→ **EXERCISE DIRECTIONS**: Give every entry again, exactly.

→ **THE INPUT**:
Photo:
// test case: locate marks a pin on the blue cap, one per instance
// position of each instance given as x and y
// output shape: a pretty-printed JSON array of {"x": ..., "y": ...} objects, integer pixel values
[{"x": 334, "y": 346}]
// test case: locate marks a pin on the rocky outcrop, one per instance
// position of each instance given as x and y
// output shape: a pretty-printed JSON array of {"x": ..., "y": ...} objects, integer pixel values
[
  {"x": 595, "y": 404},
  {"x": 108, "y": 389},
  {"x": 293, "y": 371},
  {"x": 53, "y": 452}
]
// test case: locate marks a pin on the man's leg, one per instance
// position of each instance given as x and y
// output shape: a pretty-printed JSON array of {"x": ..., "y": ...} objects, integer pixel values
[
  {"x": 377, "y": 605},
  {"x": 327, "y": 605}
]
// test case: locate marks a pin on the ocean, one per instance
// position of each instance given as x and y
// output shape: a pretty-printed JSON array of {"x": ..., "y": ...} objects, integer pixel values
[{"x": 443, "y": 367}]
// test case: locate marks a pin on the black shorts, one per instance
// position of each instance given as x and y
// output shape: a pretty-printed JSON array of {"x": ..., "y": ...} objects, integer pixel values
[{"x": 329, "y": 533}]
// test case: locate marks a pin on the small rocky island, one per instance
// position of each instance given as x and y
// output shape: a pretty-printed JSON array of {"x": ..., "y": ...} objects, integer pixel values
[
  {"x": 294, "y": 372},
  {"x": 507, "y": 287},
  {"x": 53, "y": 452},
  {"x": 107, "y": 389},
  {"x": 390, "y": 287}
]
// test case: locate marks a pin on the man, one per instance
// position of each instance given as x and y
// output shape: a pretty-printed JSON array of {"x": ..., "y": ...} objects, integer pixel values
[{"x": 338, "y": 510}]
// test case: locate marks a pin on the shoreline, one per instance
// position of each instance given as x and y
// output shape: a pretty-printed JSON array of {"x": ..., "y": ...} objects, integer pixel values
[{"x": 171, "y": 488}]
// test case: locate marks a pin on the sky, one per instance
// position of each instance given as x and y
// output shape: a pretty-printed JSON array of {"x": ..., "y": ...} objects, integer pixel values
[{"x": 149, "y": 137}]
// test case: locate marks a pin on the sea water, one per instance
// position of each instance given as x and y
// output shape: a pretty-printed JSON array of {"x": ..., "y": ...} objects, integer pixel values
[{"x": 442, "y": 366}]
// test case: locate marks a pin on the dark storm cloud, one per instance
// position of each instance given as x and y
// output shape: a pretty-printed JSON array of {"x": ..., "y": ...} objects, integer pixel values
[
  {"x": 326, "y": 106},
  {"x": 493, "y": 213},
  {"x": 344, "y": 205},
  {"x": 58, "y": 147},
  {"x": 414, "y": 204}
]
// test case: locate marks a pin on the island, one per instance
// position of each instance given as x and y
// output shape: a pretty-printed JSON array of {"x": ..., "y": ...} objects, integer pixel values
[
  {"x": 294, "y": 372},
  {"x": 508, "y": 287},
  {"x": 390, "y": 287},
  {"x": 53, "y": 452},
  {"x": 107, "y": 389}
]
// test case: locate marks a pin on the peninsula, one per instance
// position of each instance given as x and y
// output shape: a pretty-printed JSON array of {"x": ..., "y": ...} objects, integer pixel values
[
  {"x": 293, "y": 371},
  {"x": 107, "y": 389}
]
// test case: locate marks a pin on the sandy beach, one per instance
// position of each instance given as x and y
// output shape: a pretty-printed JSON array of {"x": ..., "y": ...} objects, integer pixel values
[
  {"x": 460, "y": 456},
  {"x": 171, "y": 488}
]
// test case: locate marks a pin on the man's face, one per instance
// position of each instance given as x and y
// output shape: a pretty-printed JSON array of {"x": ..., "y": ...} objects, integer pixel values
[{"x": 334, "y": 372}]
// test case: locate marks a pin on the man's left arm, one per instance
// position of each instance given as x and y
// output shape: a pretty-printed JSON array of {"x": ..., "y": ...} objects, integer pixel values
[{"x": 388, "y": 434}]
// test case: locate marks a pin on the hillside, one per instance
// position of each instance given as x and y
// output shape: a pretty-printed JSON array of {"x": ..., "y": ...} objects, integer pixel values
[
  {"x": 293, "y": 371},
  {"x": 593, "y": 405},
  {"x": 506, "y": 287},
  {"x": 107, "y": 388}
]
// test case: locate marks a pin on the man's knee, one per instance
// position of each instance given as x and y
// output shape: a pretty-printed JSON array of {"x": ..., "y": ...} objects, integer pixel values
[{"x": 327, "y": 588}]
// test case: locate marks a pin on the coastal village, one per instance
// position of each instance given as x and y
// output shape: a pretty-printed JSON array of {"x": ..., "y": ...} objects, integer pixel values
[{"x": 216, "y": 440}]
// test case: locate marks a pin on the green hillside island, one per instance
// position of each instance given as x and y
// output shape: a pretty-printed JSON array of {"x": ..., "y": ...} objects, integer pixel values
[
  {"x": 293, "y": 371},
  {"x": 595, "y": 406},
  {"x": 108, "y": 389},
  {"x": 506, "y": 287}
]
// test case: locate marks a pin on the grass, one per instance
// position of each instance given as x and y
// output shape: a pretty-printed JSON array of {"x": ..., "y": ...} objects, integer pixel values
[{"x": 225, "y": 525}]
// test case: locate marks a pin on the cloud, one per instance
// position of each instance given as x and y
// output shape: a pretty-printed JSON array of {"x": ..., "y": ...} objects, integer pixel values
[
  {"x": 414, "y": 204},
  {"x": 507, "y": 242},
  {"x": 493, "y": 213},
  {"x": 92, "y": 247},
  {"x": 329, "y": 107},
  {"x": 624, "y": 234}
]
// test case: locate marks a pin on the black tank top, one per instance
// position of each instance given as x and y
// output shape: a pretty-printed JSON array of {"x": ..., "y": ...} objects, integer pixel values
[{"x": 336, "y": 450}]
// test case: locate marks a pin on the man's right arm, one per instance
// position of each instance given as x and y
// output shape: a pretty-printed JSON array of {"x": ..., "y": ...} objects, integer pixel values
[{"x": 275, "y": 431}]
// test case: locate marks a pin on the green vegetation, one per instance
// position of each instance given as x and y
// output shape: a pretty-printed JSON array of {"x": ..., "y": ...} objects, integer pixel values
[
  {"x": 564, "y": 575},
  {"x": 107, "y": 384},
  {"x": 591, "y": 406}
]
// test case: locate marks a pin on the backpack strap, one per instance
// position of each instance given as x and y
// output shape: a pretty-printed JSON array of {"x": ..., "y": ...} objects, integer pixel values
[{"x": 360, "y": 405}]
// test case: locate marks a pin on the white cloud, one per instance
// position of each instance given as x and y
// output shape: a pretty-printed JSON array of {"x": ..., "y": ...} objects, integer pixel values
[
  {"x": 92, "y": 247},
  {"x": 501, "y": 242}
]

→ **COMPLETED TASK**:
Photo:
// test case: locate marks a pin on the blue cap, one per instance
// position of each instance given as x and y
// output shape: a pretty-printed JSON array of {"x": ..., "y": ...} objects, integer pixel values
[{"x": 334, "y": 346}]
// test case: locate marks a pin on the rocky outcrop, one per instance
// position of each instance given as x and y
// output shape: a pretty-printed JSON array of {"x": ..., "y": ...} objects, integer pixel values
[
  {"x": 595, "y": 404},
  {"x": 108, "y": 389},
  {"x": 293, "y": 371},
  {"x": 53, "y": 452}
]
// test case: locate marks a pin on the man's leg, one per instance
// position of each instance given as x and y
// output shape: a pretty-printed JSON array of {"x": ..., "y": ...} objects, integer pixel values
[
  {"x": 377, "y": 605},
  {"x": 327, "y": 605}
]
// test case: locate marks a pin on the ocean, one per instance
// position of each instance given as x and y
// output shape: a pretty-printed JSON array of {"x": ..., "y": ...} objects, integer pixel values
[{"x": 443, "y": 367}]
// test case: locate marks a pin on the black shorts, one per instance
// position of each instance given as x and y
// output shape: a pretty-printed JSON array of {"x": ..., "y": ...} objects, integer pixel values
[{"x": 329, "y": 533}]
// test case: locate marks a pin on the small rocky island, one per instance
// position of each instance given as x and y
// output shape: a pretty-printed JSON array of {"x": ..., "y": ...} objects, integer pixel values
[
  {"x": 294, "y": 372},
  {"x": 507, "y": 287},
  {"x": 53, "y": 452},
  {"x": 107, "y": 389},
  {"x": 390, "y": 287}
]
// test case: locate marks a pin on the man, one per instance
// position of each instance given as x and y
// output shape: a pretty-printed JSON array of {"x": ..., "y": ...} objects, integer pixel values
[{"x": 338, "y": 510}]
// test case: locate marks a pin on the shoreline, one per instance
// position of each instance given as x and y
// output shape: a pretty-printed JSON array of {"x": ..., "y": ...} objects, integer pixel values
[{"x": 171, "y": 488}]
// test case: locate marks a pin on the sky, one per instance
// position of each instance given as x and y
// output shape: a pretty-printed JSON array of {"x": ..., "y": ...} objects, integer pixel values
[{"x": 149, "y": 137}]
// test case: locate marks a pin on the sea water, one per instance
// position of each instance given as x and y
// output shape: a pretty-printed JSON array of {"x": ..., "y": ...} objects, integer pixel values
[{"x": 442, "y": 366}]
// test case: locate marks a pin on the dark storm cloud, one per instance
// position of each instance given as x and y
// output shape: a pretty-printed JSON array of {"x": ..., "y": ...} objects, integer pixel values
[
  {"x": 326, "y": 106},
  {"x": 493, "y": 213},
  {"x": 344, "y": 205},
  {"x": 58, "y": 147},
  {"x": 414, "y": 204}
]
// test case: locate marks a pin on the island, one per instance
// position of each instance given as x and y
// output shape: a pretty-printed JSON array of {"x": ..., "y": ...} objects, integer pixel values
[
  {"x": 294, "y": 372},
  {"x": 508, "y": 287},
  {"x": 390, "y": 287},
  {"x": 53, "y": 452},
  {"x": 107, "y": 389}
]
// test case: locate marks a pin on the peninsula, one per instance
// position of each instance given as x and y
// output shape: a pretty-printed JSON array of {"x": ..., "y": ...} objects, integer pixel values
[
  {"x": 293, "y": 371},
  {"x": 107, "y": 389}
]
// test case: locate marks a pin on the sandy beach, one per instance
// position of each instance given as x and y
// output shape: a pretty-printed JSON array of {"x": ..., "y": ...} objects, integer pixel values
[
  {"x": 460, "y": 456},
  {"x": 171, "y": 488}
]
// test case: locate marks a pin on the man's face, one per instance
// position of each instance given as x and y
// output shape: a pretty-printed JSON array of {"x": ..., "y": ...} objects, integer pixel values
[{"x": 334, "y": 372}]
// test case: locate marks a pin on the man's left arm, one per instance
// position of each instance given as x and y
// output shape: a pretty-printed JSON array of {"x": ..., "y": ...} objects, integer pixel values
[{"x": 388, "y": 434}]
// test case: locate marks a pin on the hillside, one per instance
// position of each instance given as x and y
// output shape: a pretty-printed JSON array of {"x": ..., "y": ...} objects, integer pixel values
[
  {"x": 293, "y": 371},
  {"x": 593, "y": 405},
  {"x": 506, "y": 287},
  {"x": 107, "y": 388}
]
// test case: locate marks a pin on the man's knee, one per instance
// position of each instance given as x and y
// output shape: a pretty-printed JSON array of {"x": ..., "y": ...} objects, integer pixel values
[{"x": 327, "y": 588}]
// test case: locate marks a pin on the coastal village, one per instance
// position of each instance given as x and y
// output shape: a pretty-printed JSON array of {"x": ..., "y": ...} objects, integer pixel values
[{"x": 216, "y": 440}]
// test case: locate marks a pin on the green hillside island, one per instance
// position of each instance given as x and y
// output shape: a pretty-printed JSON array of {"x": ..., "y": ...} objects, integer pixel values
[
  {"x": 293, "y": 371},
  {"x": 595, "y": 406},
  {"x": 108, "y": 389},
  {"x": 506, "y": 287}
]
// test case: locate marks a pin on the grass, one per instance
// position of each instance given as x and y
// output shape: a pretty-printed JSON array of {"x": ..., "y": ...} objects, integer pixel values
[{"x": 225, "y": 525}]
// test case: locate marks a pin on the cloud, one per instance
// position of each instance given as x and y
// output shape: a pretty-printed JSON array of {"x": ..., "y": ...} objects, integer pixel values
[
  {"x": 414, "y": 204},
  {"x": 507, "y": 242},
  {"x": 493, "y": 213},
  {"x": 92, "y": 247},
  {"x": 329, "y": 107},
  {"x": 624, "y": 234}
]
// test case: locate marks a pin on the black tank top, one per instance
// position of each instance given as x and y
// output shape: a pretty-printed JSON array of {"x": ..., "y": ...} objects, integer pixel values
[{"x": 336, "y": 450}]
// test case: locate marks a pin on the man's right arm, one per instance
// position of each instance given as x and y
// output shape: a pretty-printed JSON array of {"x": ..., "y": ...} objects, integer pixel values
[{"x": 275, "y": 431}]
// test case: locate marks a pin on the green vegetation, one per instance
// position of each instance given as x and y
// output shape: a pretty-printed JSON array of {"x": ..., "y": ...} objects, integer pixel values
[
  {"x": 564, "y": 575},
  {"x": 107, "y": 384},
  {"x": 591, "y": 406}
]
// test case: locate marks a pin on the backpack strap, one per instance
// position of each instance given as x and y
// output shape: a pretty-printed JSON array of {"x": ..., "y": ...} objects, integer pixel values
[{"x": 360, "y": 405}]
// test case: locate marks a pin on the white cloud, one per instance
// position of each instance given as x and y
// output shape: a pretty-printed JSON array of {"x": ..., "y": ...} objects, integer pixel values
[
  {"x": 92, "y": 247},
  {"x": 501, "y": 242}
]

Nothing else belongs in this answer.